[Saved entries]
▬▬▬▬▬▬

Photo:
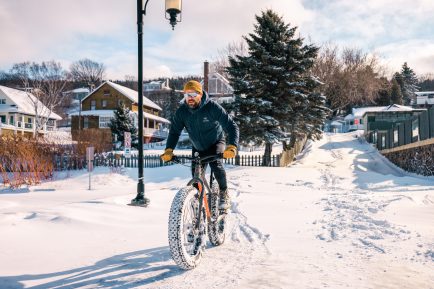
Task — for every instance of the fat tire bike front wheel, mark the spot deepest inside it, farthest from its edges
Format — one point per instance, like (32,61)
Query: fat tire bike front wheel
(187,239)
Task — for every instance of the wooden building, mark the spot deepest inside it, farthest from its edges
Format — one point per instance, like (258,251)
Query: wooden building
(98,108)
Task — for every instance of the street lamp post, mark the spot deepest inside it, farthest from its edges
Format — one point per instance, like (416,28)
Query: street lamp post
(173,9)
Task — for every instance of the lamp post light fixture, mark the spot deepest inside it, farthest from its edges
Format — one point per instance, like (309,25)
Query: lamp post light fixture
(173,9)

▬▬▬▬▬▬

## Direction
Take the lines from the one containing "Task — for every instance of the wooden" to the last line of the material above and write them out exactly.

## Full response
Task — for every instance of the wooden building, mark the spot deepest inside it, farthest from its edges
Format — one point per instance, like (258,251)
Query: wooden building
(98,108)
Task — for every instance of the street lamp post, mark the spot deepest inside it, farthest from its edges
Format — one point per instance, like (416,28)
Query: street lamp post
(173,9)
Task — for every instance of the lamp post light fixture, mark the spot deepest inside it, farthest from its edges
Format — one point per instance, like (309,25)
Query: lamp post light fixture
(173,9)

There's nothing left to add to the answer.